__Problem to work on__: Please print the full listing below exactly, but not the pictures in it.

[Start of Attachment]

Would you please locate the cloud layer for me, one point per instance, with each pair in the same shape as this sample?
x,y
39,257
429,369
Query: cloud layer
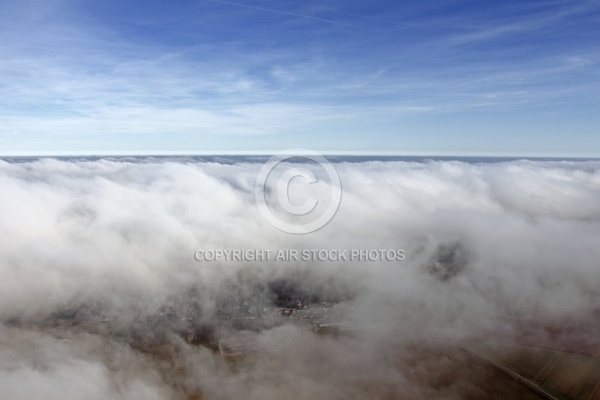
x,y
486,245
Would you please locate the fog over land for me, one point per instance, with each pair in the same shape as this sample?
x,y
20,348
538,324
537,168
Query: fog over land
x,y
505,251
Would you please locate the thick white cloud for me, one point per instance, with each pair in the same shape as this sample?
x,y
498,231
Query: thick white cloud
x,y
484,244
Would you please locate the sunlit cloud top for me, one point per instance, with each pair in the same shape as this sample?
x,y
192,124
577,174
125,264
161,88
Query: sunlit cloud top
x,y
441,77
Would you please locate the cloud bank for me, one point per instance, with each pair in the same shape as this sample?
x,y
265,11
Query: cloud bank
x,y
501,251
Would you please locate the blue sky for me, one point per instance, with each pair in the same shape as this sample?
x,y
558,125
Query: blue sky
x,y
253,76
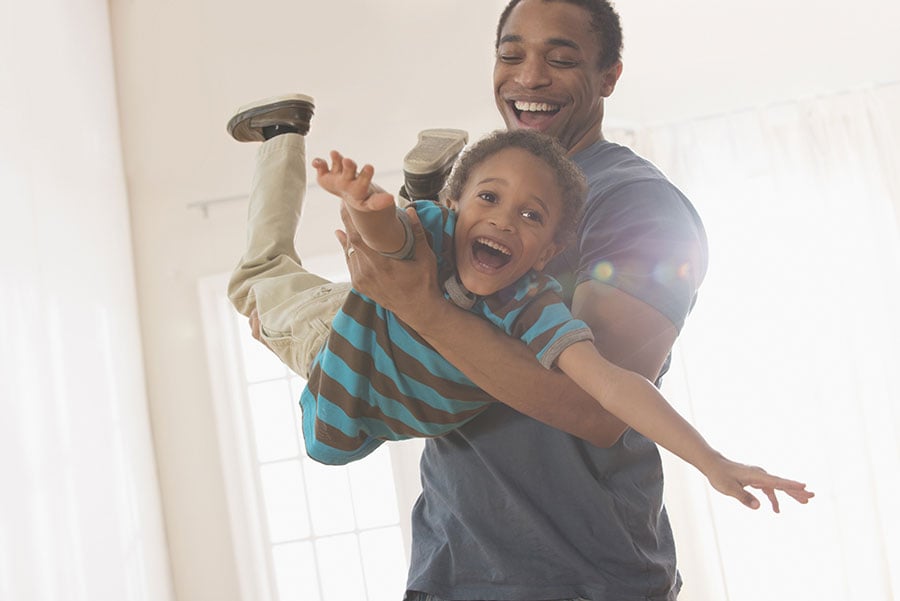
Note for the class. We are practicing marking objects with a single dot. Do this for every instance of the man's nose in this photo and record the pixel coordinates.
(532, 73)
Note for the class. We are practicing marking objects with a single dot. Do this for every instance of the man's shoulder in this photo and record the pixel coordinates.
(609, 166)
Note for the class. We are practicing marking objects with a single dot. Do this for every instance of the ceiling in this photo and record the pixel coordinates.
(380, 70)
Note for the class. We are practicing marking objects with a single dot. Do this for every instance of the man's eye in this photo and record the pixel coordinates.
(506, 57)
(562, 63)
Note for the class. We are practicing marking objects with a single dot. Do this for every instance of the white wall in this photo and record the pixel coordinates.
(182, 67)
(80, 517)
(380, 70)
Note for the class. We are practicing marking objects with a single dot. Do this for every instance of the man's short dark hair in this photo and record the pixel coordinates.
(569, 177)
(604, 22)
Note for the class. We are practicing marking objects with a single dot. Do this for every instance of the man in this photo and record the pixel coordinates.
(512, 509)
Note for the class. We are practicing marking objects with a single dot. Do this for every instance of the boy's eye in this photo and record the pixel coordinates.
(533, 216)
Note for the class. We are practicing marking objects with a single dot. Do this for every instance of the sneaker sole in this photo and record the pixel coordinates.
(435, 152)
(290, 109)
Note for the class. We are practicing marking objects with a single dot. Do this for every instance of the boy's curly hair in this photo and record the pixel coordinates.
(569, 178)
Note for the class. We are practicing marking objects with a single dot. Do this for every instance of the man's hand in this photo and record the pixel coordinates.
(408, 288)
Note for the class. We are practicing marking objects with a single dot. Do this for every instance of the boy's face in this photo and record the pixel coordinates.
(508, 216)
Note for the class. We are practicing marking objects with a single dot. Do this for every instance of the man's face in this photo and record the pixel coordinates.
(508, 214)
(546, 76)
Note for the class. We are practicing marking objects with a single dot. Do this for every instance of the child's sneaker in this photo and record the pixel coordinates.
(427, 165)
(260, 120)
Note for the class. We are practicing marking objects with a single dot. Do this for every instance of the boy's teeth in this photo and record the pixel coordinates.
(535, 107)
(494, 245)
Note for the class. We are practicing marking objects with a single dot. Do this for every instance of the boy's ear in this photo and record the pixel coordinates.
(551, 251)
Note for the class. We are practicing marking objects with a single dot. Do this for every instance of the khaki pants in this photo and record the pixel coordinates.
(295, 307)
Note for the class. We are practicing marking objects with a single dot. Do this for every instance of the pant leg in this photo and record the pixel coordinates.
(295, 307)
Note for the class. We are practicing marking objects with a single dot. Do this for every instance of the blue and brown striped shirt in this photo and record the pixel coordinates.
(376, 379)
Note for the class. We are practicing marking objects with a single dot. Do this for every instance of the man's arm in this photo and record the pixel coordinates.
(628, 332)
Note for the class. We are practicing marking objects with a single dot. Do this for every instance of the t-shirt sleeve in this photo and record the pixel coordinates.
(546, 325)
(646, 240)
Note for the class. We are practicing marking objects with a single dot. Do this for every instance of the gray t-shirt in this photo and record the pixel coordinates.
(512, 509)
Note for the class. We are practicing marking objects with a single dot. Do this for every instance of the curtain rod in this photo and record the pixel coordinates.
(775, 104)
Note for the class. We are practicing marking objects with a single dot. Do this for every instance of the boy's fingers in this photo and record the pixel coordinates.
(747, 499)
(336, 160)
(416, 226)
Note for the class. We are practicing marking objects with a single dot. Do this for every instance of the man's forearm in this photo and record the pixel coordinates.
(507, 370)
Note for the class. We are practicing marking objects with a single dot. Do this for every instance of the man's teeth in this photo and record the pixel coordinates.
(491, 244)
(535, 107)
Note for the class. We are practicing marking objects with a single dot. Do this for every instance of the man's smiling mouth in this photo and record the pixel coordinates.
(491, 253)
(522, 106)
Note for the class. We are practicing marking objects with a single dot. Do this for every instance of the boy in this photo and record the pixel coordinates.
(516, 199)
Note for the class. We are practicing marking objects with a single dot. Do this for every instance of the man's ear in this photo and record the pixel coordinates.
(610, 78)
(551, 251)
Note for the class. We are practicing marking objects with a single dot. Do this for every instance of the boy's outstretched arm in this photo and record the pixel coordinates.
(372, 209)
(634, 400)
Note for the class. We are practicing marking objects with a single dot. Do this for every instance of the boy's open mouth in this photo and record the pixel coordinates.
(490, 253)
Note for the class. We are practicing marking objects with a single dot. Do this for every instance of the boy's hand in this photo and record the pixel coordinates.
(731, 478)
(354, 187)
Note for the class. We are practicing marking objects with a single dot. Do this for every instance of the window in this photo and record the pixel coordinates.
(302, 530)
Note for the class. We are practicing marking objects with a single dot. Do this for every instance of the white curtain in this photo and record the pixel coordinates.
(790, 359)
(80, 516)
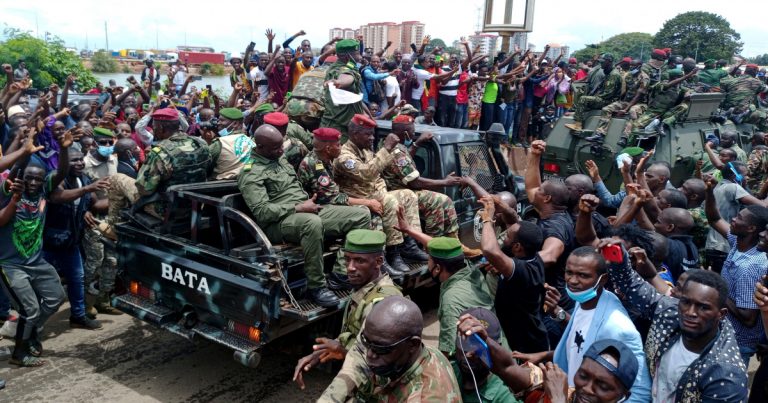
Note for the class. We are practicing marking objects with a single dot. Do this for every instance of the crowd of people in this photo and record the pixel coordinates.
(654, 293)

[End of Attachment]

__Final answer__:
Would you please locate the cloud layer for me, one point per instance, with each pair in the same shape as this sample?
x,y
39,257
429,369
Query: cloud layer
x,y
486,245
Would you please locate the fog over land for me, one point per instance, with each pair in the same shape as this sample?
x,y
20,348
538,324
537,168
Query: fog over land
x,y
505,251
Would you please locate the thick white cloud for me, one point per instance, with each pair in the same shape as this sample?
x,y
498,231
Query: thick white cloud
x,y
484,244
Would you please locate the sunlit cloud top for me, one point per instance, with each pair in the same shape as this sample?
x,y
192,124
577,174
125,264
161,88
Query: sunlit cloud top
x,y
441,77
Would you please locate the cloud bank for me, one point per instance, with each pair in the same shape as this sample?
x,y
265,11
Query: cloud bank
x,y
501,251
Would you please locate the blue sky for me, one point per instance, with each pair in the same shape as this sample?
x,y
558,125
Query: blue sky
x,y
253,76
Note for the class. We are practicing marking objects with a single dot. Do this for every instance of the man's nose in this photo and record the pixel coordinates.
(532, 73)
Note for the class. We are practicing marking objects with a single dot. Do this for every instance of the man's shoulder in this photo and record the pixel coordinates.
(609, 166)
Note for the class. We are practicing marking objects with a single dot. Do this for every instance of the ceiling in this photo and record the pixel coordinates.
(380, 70)
Note for the class. We are practicing marking objects with a single dot. Do this for every instance of the man's eye in this photo and record the pixel coordinates.
(506, 57)
(562, 63)
Note for the class. We are practicing marking objects with a single dot. Do this for every instance of the white wall in this photo and record the pixel coordinates.
(182, 67)
(80, 517)
(380, 70)
Note for the class. We are practicing marking objects with a single dot. Do this for every instance of the man's short dark hair in this photo and record the pixel coordinates.
(569, 177)
(604, 22)
Note for the class. We are practicing marking objects with a single dot. Do this for every instance of the man in this photo and record the pixel coordinates.
(512, 509)
Note for the class. We are practicing marking objects with a single dot. Do this for every instance of the boy's eye in this photo and record the pixel coordinates.
(533, 216)
Note for the class. We are practicing marking objects with a single dot. Do this for every instance of the sneaker sole in this photo and record the pixel coordinates.
(435, 152)
(290, 109)
Note for the class. We are practicing marking objects with a single dot. Do this for every instance of the boy's curly hair in this photo and record the pixel coordinates.
(569, 178)
Note for the class. We are practicing marking objects with a single dot. Do this for every instance of the man's hand in this photo and record the pixel coordinates.
(408, 288)
Note for the class. We are practicing marking objects with a single dot. Do this for every instance of the boy's face in this photo and record the pixel coordinates.
(508, 216)
Note for the class. We are practicing marking objects with a single dot. Do this for every instance of the man's face in this photo and record the pixel coordinates.
(508, 214)
(546, 76)
Note for the class. We are practicing marking objects with a single dot. Do this for every instance of the child's sneaker in this photo and record the pixel coordinates.
(427, 165)
(260, 120)
Note for the class. We are practicing marking objects with a single dot. Do this for every instance of the boy's teeth in this photo and record the pixel coordinates.
(535, 107)
(494, 245)
Note for the class. We are practicing marking objects with a single dot. Do this for every instance of the boy's ear in this photo and record the pixel coordinates.
(551, 251)
Note for the class. We are practicing marking objects with a single dot. Do this for every instance of the khaki pants in this photo and record the pixel coordinates.
(295, 307)
Note for the class. We are practicing marking objects with a single dot. Do this for every instance of the pant leg in this photo and record the pixel coordinates.
(295, 307)
Note for the class. We are practicing marking objects with a single dot. Do this for every instance of the blue and brown striped shirt in this photo and record the pixel coordinates.
(376, 379)
Note for the class. We are practicing marking objects with a single dot. Do this for every instance of the man's arm in this photo and record the pixel coordinates.
(628, 332)
Note for the class. We are practicing marking objects with a single dot. Do this for every instance of the t-shirt sleeve in this photo and record the pixel coordinates.
(546, 325)
(646, 240)
Note for the class. We are practicing marking objects with a single dot. Do this for every instance of the gray t-shirt in this photo and record the pixel coordinates.
(512, 509)
Note for the class. We are practicing marking objects with a single dot. Do this for every instance of the curtain rod in this photo and record the pixel coordinates.
(775, 104)
Note for the class. We are practicing marking objects with a single dot. Do this for every instance of the boy's fingers in this photo and record the pixel coordinates.
(747, 499)
(336, 160)
(416, 226)
Note for the class. We are practicing marking objects with a single dot. Do this for every instance of the man's forearm in this photo and record the pixel coordinates.
(507, 370)
Note for the class. We are practicing marking objects with a single dot. Do this for every instance of the man's teeth in this photo and record the pixel coordinates.
(491, 244)
(535, 107)
Note for the class. We are practicing marking objects with a single dot. Do this for every instance of the man's smiling mouth in this photo and record the pixel coordinates.
(491, 253)
(522, 106)
Note for the class. We are practicing marking objects with a single dot. Do this for every instance of the boy in this photo and record the pixel coordinates.
(516, 199)
Note for the class. We are practicing marking objects with a single dot. Do this for every instance of the man's ear in this photo and record the pixel coordinates.
(610, 78)
(551, 251)
Note for the class. We are practicing marking objects with a single dot. Do this for every instance of the boy's outstretched arm in this photo and record the pixel coordinates.
(372, 209)
(634, 400)
Note for the class. We are practicing marking objects with a single dot. Do this for every instance of the boy's open mouth in this photo and record the pixel coordinates.
(490, 253)
Note for the class. We are practicing marking objects with a single dot. Do this for every instance of the boy's hand in this photo and record the pixel coordinates.
(731, 478)
(354, 187)
Note for the class. We are practicing marking objects with a single dot. Do this for every instance of the window in this photo and record the pixel coordinates.
(302, 530)
Note for the class. We are practicing marking objects with a single dot. Do this for every instance of the white curtain in this photo and record the pixel coordinates.
(790, 359)
(80, 516)
Note for the class. We are practicing marking objects with a single dot. Do this for every instance of the crowd of people in this photo and record the pixel coordinates.
(654, 293)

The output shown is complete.